DIRECTIONS:
Quote all of the records below verbatim, line by line, and leave out the pictures.
+ + + +
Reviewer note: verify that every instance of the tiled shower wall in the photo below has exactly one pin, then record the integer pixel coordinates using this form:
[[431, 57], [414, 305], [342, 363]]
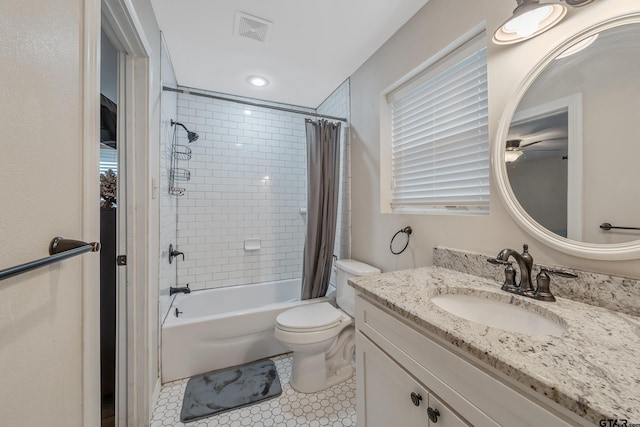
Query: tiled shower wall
[[168, 203], [248, 181]]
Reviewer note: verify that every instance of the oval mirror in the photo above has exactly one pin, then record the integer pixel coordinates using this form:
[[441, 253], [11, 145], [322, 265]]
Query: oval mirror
[[567, 157]]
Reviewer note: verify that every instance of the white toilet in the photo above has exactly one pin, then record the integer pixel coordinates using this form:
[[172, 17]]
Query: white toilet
[[322, 336]]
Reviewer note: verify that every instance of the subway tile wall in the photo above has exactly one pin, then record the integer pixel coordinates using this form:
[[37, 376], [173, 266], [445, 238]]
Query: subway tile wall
[[248, 181], [168, 203]]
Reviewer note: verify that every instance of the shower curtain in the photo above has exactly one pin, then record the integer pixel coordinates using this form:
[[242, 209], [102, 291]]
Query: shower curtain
[[323, 172]]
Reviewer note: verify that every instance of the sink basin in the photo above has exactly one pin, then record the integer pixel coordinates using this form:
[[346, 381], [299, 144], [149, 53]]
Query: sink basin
[[498, 314]]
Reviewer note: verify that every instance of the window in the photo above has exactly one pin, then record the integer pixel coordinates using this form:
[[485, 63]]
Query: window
[[439, 136]]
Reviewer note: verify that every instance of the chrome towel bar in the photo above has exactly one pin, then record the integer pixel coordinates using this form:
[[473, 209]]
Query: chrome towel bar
[[59, 249], [607, 226]]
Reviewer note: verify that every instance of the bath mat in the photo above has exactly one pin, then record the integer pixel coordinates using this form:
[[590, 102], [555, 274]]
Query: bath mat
[[225, 389]]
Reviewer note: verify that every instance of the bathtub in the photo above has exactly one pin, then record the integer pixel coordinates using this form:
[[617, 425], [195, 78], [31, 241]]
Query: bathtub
[[222, 327]]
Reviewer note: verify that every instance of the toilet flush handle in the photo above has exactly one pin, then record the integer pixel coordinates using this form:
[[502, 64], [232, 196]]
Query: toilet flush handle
[[416, 398]]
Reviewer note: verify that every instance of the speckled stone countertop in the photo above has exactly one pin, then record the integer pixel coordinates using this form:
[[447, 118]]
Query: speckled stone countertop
[[592, 369]]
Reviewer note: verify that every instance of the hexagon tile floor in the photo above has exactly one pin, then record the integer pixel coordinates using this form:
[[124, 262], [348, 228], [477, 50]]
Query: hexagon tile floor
[[333, 407]]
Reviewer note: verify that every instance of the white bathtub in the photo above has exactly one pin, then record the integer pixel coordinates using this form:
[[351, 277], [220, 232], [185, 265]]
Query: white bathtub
[[222, 327]]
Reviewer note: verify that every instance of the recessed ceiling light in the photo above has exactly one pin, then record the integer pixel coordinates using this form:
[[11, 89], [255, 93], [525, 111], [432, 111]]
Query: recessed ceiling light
[[258, 81], [529, 19]]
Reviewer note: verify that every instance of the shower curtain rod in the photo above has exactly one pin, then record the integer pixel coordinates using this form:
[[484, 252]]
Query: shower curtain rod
[[253, 104]]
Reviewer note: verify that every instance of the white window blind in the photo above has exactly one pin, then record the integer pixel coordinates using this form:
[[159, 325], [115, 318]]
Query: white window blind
[[108, 160], [439, 141]]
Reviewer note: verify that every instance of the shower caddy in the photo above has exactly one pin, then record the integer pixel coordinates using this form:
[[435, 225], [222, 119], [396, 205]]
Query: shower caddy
[[178, 153]]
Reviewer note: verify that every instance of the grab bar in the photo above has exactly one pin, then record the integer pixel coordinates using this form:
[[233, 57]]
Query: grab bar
[[607, 226], [59, 249]]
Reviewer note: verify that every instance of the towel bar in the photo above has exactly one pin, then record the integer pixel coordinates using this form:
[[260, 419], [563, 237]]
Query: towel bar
[[59, 249]]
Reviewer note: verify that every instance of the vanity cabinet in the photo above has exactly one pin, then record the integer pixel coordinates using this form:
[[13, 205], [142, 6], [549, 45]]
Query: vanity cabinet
[[392, 397], [396, 358]]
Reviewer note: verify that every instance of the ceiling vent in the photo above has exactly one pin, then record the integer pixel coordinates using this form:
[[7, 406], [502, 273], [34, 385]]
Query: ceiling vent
[[253, 27]]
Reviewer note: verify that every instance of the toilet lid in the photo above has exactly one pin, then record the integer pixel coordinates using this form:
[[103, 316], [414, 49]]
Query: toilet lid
[[310, 317]]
+ + + +
OUTPUT FOR THIS TASK:
Reviewer note: verify that every instance of the tiled shower wall in the photo below has exactly one pin, then record the integer pixel coordinates using this form:
[[431, 57], [414, 305], [342, 363]]
Query: tiled shower wall
[[168, 203], [248, 181]]
Reviewer note: verify that every instance of the oval mirror in the photo above has exactly one pin, then record the integer pixel coordinates using this form:
[[441, 253], [11, 145], [322, 265]]
Query: oval mirror
[[567, 157]]
Reviewer note: verify that every instance of the white toilet in the photo above has exactly one pin, then record the integer pixel coordinates using this form:
[[172, 17]]
Query: white toilet
[[322, 336]]
Reviewer note: verify that every instance of the subway tile wall in the photo above has exactly one pin, then record the integer pixel coordinates using this form:
[[37, 376], [173, 266], [445, 238]]
Query: subway tile wall
[[248, 181], [168, 203]]
Reviewer note: verify that every instance of the shower curtain in the photo above has exactly one pin, then record the integer pixel coordinates using this form:
[[242, 209], [102, 291]]
Query: shower curtain
[[323, 172]]
Reviewer note: verify that every instance of the sink basin in the photo above has exactly one pin, then record the integer pixel coordinates using this form:
[[346, 381], [299, 144], [149, 53]]
Query: sink basin
[[498, 314]]
Reviewer note: verify that every instance of the window in the photo above has exactly one pin, then record the integer pixel coordinates using this form:
[[485, 63]]
Query: window
[[439, 136]]
Reviewer note: verify that every instance of the chrome towel bar in the photo above has exactly one pin, then record the integer pixel coordinates using this form:
[[473, 209]]
Query: chrome towel bar
[[59, 249], [607, 226]]
Reviewer note: verify that every instance of the bath mat in the photo above has exactly one pin, then record the integer pixel coordinates using this form:
[[590, 102], [555, 274]]
Query: bath mat
[[225, 389]]
Reviewer note: verify that every instance of the bathtub in the photo above has exactly one pin, then record the integer pixel coordinates using this form:
[[617, 425], [195, 78], [31, 241]]
Query: bathtub
[[222, 327]]
Reviewer note: verify that every instance of the toilet flush handle in the photo above has exactly one pin, then record the integer pixel coordinates using this form:
[[502, 64], [232, 196]]
Query: toilet flush handle
[[416, 398]]
Reviewer note: verify that every instance of the speckled stone countertop in the photo above has exactly one pin, then record the integer pixel coordinates using this form:
[[447, 118]]
Query: speckled stone countertop
[[592, 369]]
Reviewer note: verify that every instance of the hexagon tile floor in the photo above has exactly one pin, then record the integer pixel coordinates using this form:
[[124, 262], [348, 228], [477, 50]]
Query: hexagon tile floor
[[333, 407]]
Reviewer note: verify that every instance of the white bathtub in the photo above has exactly one pin, then record the integer pixel coordinates using this form:
[[351, 277], [220, 232], [185, 265]]
Query: white bathtub
[[222, 327]]
Reviewer note: verify that every instance of the recessed ceiling light in the photo above has exactly one pin, then record the integer pixel coordinates using this form:
[[11, 89], [255, 93], [525, 111], [432, 111]]
Query: recessed ceiling light
[[258, 81], [529, 19]]
Reviewer note: verify that every instance of the shower curtain rod in the photo above has exactly one pin, then record the integer pixel coordinates using this form:
[[484, 252]]
Query: shower curtain rod
[[253, 104]]
Reviewer note: verify that every instance of the white window blind in the photo above has exactly one pin, then record the integer pixel coordinates using this form:
[[159, 325], [115, 318]]
Query: white window blind
[[108, 160], [439, 141]]
Reviewer note: verify that every instance of the shower caddy in the photo above has exactly one pin, then record the integer pixel coordinates using this form:
[[435, 225], [222, 119], [396, 205]]
Query: shower caddy
[[178, 153]]
Reviewer note: verify that every instance of the grab bar in the photo above has exactly one pin, then record the integer pixel coordinates using this form:
[[233, 57]]
Query: grab bar
[[607, 226], [59, 249]]
Reviewer note: verify that every instance of the towel bar in the photo above has exactly one pin, then record the integer pixel coordinates using this form:
[[260, 419], [563, 237]]
Query: towel bar
[[59, 249]]
Reviewer note: verify that every instance of the vanity cabinet in the photo above has exactly one pin, then record the integer pixel coordinates using this form:
[[13, 205], [142, 6], [549, 45]]
Query: vanity cabinet
[[392, 397], [396, 358]]
Reviewer note: verify that every instance of the ceiling vent in the photo above has exactly one pin, then record the integer pixel coordinates using this form:
[[7, 406], [502, 273], [34, 385]]
Query: ceiling vent
[[253, 27]]
Reviewer note: verify that every instance of the toilet lid in the photo above has exactly one pin, then record the integer pixel coordinates using this form:
[[103, 316], [414, 49]]
Query: toilet lid
[[310, 317]]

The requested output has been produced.